» Instruction
Please pull out each line in the entries below that contains the string "leaf" and copy it in full. Matching is case-sensitive.

» Records to process
::::

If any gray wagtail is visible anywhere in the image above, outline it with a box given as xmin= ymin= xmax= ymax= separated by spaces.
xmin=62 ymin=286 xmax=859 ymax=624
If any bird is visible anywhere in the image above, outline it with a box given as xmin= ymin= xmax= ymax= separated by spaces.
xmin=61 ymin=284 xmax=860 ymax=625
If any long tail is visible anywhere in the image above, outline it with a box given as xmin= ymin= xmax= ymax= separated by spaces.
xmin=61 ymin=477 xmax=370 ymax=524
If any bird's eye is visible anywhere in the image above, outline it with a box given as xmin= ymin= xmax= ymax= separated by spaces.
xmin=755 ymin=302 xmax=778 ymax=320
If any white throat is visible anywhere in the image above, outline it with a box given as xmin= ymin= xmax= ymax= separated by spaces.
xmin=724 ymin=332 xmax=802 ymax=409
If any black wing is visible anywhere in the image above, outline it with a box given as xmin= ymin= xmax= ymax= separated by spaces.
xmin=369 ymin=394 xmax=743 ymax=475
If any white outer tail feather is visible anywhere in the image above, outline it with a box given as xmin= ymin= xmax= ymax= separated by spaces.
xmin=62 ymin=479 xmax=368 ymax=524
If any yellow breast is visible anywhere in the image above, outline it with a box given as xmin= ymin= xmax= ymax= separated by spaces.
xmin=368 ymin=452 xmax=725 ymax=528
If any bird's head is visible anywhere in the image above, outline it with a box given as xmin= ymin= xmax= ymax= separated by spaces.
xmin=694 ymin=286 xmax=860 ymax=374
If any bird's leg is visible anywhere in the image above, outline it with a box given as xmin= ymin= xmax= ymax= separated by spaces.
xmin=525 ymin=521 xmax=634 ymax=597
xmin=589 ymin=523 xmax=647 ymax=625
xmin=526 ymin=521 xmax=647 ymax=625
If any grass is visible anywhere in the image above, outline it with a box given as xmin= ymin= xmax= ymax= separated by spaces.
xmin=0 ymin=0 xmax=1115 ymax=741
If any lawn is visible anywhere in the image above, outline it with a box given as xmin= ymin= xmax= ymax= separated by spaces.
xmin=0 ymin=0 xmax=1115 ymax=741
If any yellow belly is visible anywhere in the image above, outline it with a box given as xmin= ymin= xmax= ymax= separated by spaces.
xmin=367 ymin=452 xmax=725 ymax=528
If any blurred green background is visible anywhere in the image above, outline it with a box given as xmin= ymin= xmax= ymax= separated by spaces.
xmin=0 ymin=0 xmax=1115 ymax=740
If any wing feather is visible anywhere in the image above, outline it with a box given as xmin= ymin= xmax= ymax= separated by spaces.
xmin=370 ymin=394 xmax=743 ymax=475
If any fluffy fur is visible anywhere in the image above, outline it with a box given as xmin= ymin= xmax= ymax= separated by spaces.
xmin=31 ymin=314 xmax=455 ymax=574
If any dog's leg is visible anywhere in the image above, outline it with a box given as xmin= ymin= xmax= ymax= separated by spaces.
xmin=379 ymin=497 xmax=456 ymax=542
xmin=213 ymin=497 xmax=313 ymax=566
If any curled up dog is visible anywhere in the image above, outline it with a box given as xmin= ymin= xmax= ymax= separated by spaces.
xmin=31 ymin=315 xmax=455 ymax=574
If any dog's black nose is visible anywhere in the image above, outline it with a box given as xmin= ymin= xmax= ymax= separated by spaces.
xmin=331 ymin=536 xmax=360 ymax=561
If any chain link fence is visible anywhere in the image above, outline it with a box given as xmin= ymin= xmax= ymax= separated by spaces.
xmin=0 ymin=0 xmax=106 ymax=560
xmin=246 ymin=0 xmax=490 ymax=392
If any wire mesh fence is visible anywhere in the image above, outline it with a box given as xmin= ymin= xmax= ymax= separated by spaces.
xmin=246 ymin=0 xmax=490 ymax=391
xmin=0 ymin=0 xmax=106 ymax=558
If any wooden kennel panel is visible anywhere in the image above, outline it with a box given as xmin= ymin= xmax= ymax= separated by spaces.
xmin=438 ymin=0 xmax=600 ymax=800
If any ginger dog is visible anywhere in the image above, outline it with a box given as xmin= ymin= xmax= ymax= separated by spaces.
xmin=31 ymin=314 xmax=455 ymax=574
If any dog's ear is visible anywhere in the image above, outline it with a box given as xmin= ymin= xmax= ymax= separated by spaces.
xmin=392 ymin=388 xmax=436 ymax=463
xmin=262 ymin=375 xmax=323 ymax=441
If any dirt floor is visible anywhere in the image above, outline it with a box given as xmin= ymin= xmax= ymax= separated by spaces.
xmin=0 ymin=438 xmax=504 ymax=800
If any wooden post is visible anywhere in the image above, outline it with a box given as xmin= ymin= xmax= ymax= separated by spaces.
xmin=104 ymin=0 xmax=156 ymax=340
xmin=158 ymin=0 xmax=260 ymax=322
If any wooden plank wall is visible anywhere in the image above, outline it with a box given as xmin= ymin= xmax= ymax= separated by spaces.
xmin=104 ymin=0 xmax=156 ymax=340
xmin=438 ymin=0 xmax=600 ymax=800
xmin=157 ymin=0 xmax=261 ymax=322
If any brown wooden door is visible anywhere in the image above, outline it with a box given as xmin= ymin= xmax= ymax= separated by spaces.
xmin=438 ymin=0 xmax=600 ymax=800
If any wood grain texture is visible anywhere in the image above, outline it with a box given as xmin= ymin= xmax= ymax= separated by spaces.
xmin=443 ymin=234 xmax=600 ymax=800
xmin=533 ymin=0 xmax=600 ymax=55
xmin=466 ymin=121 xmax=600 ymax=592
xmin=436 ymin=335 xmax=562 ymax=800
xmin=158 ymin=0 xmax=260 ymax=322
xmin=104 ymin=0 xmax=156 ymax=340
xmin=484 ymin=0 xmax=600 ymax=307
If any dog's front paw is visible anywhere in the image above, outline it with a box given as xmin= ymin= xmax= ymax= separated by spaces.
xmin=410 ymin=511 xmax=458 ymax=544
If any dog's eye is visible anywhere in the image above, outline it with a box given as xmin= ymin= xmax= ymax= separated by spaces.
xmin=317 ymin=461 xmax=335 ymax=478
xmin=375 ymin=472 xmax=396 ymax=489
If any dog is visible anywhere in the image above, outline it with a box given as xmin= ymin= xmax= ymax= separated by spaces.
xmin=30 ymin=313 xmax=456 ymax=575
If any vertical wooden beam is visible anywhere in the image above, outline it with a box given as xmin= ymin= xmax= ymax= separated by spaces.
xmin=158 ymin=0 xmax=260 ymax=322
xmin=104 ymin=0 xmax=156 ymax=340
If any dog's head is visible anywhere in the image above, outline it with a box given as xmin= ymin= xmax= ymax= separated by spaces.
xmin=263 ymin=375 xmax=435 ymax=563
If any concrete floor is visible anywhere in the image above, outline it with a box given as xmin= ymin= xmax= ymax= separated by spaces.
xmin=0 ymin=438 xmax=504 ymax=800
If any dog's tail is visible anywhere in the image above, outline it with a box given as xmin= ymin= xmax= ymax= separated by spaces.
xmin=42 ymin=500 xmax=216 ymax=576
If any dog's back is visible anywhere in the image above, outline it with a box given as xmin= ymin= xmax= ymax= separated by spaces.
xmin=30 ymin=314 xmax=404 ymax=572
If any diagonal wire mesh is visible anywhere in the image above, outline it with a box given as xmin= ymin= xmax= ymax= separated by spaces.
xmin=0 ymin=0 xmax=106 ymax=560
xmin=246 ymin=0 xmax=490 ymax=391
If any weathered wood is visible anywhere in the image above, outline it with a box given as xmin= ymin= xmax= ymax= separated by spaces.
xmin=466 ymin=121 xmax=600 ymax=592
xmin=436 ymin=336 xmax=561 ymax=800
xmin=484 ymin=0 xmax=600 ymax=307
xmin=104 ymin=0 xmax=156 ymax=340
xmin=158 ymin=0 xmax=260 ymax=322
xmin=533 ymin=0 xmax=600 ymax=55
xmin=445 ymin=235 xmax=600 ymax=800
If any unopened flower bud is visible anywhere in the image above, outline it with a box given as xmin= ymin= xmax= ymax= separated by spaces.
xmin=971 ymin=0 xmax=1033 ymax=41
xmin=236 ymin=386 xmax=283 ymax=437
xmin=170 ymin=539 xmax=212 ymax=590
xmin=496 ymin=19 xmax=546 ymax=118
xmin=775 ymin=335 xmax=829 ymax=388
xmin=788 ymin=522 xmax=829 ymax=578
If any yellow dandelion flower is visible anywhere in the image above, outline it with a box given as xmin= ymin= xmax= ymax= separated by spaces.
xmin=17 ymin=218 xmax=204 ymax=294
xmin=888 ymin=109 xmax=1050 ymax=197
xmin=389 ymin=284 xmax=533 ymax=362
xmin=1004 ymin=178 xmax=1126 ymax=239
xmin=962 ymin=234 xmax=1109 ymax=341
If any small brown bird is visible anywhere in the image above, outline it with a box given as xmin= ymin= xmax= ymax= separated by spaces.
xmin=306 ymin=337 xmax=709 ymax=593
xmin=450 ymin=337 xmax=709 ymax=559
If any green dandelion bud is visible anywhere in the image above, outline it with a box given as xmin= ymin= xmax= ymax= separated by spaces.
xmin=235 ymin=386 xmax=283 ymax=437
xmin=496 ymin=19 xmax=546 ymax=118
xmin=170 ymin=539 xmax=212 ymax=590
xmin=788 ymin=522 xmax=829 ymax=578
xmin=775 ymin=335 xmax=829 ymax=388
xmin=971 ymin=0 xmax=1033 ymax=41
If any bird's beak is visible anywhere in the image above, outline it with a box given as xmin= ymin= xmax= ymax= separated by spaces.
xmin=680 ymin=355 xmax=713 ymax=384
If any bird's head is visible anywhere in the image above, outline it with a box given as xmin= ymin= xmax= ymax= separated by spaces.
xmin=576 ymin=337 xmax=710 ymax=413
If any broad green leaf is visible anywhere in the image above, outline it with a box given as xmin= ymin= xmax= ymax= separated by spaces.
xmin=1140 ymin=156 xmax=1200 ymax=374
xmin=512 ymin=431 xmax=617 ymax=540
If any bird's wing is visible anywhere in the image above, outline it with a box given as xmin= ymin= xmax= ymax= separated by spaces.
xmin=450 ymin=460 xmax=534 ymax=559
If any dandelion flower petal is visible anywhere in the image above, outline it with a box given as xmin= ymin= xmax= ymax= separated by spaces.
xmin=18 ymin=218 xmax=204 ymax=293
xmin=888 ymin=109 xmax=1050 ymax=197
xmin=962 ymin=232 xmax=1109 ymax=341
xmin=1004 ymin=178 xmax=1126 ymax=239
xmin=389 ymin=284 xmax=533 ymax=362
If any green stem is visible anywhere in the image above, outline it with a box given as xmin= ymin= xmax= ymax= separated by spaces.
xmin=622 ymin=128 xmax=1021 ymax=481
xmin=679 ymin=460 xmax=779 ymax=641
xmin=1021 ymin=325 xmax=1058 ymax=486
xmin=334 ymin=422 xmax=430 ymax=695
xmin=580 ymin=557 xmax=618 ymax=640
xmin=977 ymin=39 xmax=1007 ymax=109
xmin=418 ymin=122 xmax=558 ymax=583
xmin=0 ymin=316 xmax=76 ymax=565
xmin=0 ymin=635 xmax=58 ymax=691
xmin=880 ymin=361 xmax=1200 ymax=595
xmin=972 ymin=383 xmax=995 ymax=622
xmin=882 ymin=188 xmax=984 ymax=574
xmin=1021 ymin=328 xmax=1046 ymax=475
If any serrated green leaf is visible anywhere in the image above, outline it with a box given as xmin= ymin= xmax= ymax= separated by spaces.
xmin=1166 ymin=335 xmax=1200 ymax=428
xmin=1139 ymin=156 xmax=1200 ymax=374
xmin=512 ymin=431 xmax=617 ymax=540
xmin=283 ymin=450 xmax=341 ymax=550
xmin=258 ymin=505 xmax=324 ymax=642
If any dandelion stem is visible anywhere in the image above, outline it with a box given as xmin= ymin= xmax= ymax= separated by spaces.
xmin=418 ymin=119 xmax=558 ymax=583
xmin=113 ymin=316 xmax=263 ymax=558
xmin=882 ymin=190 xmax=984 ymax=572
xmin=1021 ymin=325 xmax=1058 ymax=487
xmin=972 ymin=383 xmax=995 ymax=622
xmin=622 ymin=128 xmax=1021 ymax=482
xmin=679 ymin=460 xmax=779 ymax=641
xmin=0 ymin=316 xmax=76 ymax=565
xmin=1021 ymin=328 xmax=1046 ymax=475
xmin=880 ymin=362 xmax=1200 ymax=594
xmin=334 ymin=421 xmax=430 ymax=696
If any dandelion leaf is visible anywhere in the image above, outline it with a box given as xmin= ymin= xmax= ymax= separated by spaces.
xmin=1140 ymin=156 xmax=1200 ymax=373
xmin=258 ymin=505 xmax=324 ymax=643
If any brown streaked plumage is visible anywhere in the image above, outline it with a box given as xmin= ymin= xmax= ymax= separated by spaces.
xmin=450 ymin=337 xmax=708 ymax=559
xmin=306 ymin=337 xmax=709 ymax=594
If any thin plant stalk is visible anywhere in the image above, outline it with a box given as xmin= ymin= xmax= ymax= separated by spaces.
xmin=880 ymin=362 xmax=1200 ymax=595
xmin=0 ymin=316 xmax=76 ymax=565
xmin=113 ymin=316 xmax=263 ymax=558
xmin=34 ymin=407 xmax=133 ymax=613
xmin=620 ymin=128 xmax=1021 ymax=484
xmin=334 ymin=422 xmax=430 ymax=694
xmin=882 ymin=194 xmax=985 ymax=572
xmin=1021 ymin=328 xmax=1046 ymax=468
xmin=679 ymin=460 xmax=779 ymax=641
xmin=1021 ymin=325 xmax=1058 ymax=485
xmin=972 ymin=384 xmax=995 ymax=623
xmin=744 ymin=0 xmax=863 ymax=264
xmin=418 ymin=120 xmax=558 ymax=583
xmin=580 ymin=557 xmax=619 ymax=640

::::

» Answer to this exercise
If any broad green leaf is visible anywhere in the image above, outline it with a box given as xmin= ymin= xmax= ymax= separated by spaces.
If any serrated green leaf is visible anywhere in the image above, outline it with a box given as xmin= ymin= xmax= ymax= separated by spaces.
If any dandelion leaf is visible anywhere in the image above, outline it with a box given as xmin= ymin= xmax= ymax= separated by spaces.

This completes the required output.